- TASKS TO PERFORM:
#1 For the commentary on 1970s stagflation below, decide whether each statement agrees with it, answering yes or no and quoting the words that settle it: (a) Unions outside the public sector are weak today. (b) Wages in the First World have risen sharply over the past two decades. (c) The bubble in housing prices is still going on.
#2 Write the next paragraph of the commentary on 1970s stagflation, picking up after its last sentence.

- DOCUMENT EXTRACT:
(http://www.msnbc.msn.com/id/24129957/)
We are in for a flood of 1970's rerun stories, all claiming that we are back in the stagflation game. All it proves is that they assign to the business desk people too stupid to be wine critics. The 70's stagflation was from a different universe. Strong unions kept jacking up wages. An economy dominated by big oligopic companies then jacked by prices to compensate. It was a mad hatter's race of higher wages, higher prices, higher wages. All this was agrivated by a monetary policy that simply didn't grok what happened and attempted to provide sufficient money to maintain demand with the result of too much money chasing too few goods.
Today unions outside the public sector are weak. A globalized world is awash in excess productive capacity for near anything except base commodities. [more on that below]. Wages in the First World have been stagnant for two decades and show no sign of the sort of generalized surge that made the 70's a kidney stone of a decade. Similarly the bubble in housing prices that enabled many in the First World to treat their houses as ATM machines and live beyond their means is over. We are living in the wreckage of an asset and borrowing bubble.

Saved data entries:
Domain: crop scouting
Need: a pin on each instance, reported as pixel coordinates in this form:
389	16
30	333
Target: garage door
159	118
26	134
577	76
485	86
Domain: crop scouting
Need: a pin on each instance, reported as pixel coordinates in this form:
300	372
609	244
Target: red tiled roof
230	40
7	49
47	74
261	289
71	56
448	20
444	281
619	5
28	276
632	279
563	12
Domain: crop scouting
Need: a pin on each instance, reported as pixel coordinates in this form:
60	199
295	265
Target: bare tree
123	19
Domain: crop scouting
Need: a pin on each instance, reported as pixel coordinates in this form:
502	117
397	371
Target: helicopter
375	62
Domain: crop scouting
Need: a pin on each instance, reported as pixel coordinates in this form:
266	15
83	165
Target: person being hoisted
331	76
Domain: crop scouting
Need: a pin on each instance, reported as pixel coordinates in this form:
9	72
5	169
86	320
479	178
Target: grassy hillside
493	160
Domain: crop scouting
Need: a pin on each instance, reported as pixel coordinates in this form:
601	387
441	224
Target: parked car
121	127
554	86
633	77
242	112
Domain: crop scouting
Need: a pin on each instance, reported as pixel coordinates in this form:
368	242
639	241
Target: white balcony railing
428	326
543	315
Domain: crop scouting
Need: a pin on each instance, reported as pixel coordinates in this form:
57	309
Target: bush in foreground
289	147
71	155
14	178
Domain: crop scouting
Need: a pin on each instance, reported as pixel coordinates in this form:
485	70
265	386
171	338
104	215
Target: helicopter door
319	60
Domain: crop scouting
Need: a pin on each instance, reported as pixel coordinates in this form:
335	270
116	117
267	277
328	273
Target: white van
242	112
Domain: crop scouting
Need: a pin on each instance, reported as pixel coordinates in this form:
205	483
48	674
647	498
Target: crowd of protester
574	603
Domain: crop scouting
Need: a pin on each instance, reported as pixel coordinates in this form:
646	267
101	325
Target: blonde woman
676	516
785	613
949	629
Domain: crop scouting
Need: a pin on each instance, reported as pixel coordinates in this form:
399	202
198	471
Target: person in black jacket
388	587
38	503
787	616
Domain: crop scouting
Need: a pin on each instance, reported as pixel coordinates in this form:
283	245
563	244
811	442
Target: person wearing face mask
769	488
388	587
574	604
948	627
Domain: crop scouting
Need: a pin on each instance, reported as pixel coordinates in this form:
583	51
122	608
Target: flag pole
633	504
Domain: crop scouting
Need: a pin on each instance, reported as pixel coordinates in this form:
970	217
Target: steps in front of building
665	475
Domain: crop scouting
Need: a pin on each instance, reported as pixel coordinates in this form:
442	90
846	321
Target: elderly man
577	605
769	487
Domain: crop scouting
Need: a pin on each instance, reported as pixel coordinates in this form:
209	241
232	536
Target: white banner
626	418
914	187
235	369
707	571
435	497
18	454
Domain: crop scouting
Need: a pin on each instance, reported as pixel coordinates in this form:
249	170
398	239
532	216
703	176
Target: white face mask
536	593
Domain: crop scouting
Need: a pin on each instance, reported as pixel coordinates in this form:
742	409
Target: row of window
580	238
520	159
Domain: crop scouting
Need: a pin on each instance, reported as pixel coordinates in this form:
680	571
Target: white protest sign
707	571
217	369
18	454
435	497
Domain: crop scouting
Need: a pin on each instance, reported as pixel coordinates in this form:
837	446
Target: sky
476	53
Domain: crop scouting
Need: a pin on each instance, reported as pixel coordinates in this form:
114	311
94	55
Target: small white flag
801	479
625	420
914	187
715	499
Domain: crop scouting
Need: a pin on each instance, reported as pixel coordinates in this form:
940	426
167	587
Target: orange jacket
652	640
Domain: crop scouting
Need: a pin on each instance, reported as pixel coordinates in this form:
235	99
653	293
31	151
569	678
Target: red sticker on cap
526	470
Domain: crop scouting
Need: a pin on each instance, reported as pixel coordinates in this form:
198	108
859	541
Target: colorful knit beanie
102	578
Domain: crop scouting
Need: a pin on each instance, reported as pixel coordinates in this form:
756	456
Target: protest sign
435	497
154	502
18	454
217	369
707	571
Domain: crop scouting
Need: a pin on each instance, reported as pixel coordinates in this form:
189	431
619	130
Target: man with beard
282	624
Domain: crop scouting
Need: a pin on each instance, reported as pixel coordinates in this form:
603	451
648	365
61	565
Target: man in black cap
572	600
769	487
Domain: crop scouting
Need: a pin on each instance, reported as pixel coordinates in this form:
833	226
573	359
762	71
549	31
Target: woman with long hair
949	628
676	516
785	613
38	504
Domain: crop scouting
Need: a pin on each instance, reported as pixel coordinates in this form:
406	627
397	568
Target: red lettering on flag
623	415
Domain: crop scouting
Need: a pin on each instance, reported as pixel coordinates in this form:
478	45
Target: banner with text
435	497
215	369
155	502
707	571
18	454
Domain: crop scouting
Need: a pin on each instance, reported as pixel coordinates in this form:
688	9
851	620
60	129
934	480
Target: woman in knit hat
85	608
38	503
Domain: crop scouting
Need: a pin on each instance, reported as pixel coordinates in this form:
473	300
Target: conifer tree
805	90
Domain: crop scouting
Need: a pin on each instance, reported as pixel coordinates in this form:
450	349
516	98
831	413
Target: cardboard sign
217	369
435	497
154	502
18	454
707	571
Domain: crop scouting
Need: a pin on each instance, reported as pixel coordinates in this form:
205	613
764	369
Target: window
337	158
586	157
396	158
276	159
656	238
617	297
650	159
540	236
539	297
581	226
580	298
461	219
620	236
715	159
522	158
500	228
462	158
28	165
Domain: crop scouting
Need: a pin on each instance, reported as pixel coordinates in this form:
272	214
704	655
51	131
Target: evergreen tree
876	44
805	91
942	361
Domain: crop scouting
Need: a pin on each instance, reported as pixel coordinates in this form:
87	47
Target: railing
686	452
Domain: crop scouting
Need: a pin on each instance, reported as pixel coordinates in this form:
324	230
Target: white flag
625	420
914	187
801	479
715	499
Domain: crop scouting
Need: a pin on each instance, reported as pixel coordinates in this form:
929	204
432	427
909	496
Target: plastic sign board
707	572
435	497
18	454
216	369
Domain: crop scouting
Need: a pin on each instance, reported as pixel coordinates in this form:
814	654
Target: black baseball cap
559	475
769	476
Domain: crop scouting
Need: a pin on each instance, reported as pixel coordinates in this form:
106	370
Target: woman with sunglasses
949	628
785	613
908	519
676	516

- WRITTEN RESPONSES:
#1
(a) Yes: "Today unions outside the public sector are weak."
(b) No: "Wages in the First World have been stagnant for two decades"
(c) No: "the bubble in housing prices that enabled many in the First World to treat their houses as ATM machines and live beyond their means is over."

#2
So what we are seeing is a commodity boom. Partly this is driven by speculative money, the same flood of excess dollars from the US one way trade with Asia that previously fueled the stock market and housing bubbles. Partly we are seeing the effects of India and China entering the outer stages of a takeoff to being First World economies with First World level of consumption. The bulk of the populations of India and China are still dirt poor but no longer starving peasant poor. Some hundred million and going up are First World middle class if you figure their purchasing power at PPP. In reverse there has been little net investment in most commodity production in the 20th century [except for oil where the last major round of investment was the North Slope and North Sea]. As late as a few years ago the problem was low rates of return and excess capacity. So demand is now outstripping production, the more so as much of the world's productive capacity is in regions [Africa, South America, Russia etc.] where the locals don't invest and political risk / nationalization makes outside investment near insane.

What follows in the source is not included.